[Items from a data collection]
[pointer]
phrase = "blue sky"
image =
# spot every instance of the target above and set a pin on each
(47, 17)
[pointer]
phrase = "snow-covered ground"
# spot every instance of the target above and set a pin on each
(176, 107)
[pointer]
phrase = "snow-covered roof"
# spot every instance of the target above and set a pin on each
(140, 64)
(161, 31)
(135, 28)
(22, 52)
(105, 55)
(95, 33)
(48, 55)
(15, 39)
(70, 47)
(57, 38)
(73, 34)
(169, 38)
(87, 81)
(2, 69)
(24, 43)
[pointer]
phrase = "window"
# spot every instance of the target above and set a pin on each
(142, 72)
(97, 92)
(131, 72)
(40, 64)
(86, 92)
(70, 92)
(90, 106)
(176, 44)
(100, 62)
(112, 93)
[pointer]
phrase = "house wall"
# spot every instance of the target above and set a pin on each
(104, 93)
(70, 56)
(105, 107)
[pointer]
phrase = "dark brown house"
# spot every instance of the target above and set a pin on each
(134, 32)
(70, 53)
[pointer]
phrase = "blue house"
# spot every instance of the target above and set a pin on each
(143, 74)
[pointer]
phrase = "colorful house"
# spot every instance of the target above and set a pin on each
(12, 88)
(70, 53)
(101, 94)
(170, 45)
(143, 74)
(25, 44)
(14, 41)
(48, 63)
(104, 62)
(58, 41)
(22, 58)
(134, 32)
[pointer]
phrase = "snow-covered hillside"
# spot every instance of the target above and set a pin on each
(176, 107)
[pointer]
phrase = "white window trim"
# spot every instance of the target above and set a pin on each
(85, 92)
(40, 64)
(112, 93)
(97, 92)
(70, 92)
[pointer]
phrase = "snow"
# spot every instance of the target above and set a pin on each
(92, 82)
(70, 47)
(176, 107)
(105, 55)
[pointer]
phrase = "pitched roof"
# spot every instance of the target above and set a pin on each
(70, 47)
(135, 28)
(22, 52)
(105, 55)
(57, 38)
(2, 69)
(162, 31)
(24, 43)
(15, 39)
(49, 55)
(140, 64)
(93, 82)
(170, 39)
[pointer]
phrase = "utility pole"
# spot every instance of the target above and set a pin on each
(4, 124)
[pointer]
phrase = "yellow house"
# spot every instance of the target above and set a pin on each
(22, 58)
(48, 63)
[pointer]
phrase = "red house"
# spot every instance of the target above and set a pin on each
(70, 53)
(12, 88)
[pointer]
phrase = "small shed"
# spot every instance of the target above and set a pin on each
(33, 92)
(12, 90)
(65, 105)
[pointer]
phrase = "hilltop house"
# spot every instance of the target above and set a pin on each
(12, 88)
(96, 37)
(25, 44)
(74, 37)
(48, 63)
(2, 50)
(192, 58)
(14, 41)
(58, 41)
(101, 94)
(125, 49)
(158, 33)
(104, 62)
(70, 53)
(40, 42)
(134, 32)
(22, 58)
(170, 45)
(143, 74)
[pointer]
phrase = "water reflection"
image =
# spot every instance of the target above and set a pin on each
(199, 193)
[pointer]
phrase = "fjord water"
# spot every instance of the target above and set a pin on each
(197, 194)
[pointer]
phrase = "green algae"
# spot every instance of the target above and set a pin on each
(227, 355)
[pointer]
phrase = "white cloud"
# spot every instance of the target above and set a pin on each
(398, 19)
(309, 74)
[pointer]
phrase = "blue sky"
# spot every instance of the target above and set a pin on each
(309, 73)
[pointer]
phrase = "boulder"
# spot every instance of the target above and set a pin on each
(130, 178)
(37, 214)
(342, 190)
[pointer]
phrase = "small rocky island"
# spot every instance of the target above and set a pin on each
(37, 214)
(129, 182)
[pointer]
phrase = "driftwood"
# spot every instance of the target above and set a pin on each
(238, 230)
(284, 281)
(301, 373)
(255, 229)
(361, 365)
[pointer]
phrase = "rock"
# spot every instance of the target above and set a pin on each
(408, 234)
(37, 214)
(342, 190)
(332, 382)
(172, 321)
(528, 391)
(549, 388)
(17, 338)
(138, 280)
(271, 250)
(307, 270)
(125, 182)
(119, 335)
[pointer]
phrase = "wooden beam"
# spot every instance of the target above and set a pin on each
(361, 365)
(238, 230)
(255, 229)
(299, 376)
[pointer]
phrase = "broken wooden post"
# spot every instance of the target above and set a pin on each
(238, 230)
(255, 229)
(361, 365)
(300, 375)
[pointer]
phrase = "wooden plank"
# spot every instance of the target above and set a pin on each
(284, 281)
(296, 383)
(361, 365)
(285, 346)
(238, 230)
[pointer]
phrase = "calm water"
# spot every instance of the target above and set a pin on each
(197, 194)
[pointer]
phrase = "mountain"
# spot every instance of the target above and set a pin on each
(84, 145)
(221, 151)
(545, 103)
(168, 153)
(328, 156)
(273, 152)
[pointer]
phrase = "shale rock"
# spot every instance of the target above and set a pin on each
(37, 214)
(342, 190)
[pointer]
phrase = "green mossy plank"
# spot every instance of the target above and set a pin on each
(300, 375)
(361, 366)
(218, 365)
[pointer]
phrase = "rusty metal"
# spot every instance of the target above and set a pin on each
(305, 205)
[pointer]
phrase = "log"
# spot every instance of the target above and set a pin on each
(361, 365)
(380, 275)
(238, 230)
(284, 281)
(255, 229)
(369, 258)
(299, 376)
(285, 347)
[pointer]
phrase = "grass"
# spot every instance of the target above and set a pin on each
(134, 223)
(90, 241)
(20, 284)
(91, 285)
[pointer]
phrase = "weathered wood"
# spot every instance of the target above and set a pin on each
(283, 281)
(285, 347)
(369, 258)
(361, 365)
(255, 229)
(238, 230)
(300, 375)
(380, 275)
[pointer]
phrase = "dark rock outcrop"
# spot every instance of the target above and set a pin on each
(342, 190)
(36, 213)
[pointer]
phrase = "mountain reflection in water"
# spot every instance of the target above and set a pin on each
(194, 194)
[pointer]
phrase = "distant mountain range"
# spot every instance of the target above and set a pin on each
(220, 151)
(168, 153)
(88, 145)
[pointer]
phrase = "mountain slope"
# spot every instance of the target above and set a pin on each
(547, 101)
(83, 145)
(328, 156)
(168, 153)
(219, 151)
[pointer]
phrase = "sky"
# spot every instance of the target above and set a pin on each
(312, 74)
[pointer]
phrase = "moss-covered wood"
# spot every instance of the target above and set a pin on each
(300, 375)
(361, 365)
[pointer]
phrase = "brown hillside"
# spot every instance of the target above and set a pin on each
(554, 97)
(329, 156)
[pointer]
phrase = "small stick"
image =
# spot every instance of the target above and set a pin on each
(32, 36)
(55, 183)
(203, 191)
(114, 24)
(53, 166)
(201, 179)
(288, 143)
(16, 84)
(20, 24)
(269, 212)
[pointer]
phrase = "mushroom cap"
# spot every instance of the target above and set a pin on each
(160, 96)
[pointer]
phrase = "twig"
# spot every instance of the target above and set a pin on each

== To do ==
Please identify and copy every line of the items that contains the word "small".

== Result below ==
phrase = "small shed"
phrase = "small rocky island"
phrase = "small stick"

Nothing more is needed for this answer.